= WHAT TO WORK ON =
Pick out each line in the entries below that contains the word "every" and copy those lines.
·····
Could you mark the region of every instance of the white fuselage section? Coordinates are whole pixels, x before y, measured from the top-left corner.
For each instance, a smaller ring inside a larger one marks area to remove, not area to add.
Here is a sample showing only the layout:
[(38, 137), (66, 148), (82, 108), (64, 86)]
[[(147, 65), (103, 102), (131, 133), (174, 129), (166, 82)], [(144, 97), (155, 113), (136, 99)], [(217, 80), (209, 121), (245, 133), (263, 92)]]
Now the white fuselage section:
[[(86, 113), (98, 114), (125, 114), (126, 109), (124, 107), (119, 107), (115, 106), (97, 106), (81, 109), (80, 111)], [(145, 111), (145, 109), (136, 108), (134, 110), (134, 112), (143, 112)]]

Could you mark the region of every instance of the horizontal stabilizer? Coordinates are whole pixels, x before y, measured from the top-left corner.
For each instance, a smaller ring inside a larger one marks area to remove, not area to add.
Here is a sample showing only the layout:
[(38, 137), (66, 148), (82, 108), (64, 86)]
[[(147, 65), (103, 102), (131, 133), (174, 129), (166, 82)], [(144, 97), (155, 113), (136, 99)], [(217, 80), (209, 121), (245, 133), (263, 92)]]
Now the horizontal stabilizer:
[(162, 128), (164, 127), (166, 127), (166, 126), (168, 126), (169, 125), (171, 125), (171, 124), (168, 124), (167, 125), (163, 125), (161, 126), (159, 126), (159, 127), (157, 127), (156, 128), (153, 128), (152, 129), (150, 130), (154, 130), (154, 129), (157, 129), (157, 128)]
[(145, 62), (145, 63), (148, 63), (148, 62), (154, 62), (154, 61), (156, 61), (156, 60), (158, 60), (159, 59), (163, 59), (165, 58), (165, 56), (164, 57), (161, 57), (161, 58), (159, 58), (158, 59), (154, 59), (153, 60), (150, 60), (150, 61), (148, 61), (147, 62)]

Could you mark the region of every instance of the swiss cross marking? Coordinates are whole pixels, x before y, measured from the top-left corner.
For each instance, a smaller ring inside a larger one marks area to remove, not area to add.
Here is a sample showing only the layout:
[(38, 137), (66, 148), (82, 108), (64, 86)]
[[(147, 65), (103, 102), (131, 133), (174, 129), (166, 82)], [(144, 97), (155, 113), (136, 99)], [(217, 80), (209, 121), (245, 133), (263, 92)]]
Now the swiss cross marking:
·····
= FINAL RESULT =
Could you mark the region of every instance of the white fuselage section? Coordinates are whole pixels, x before y, measured from the top-left corner.
Could you mark the region of every instance of the horizontal stabilizer? Coordinates are whole pixels, x before y, measured from the top-left corner.
Could you mark the region of every instance of the swiss cross marking? Coordinates are whole pixels, x before y, measured from the top-left corner.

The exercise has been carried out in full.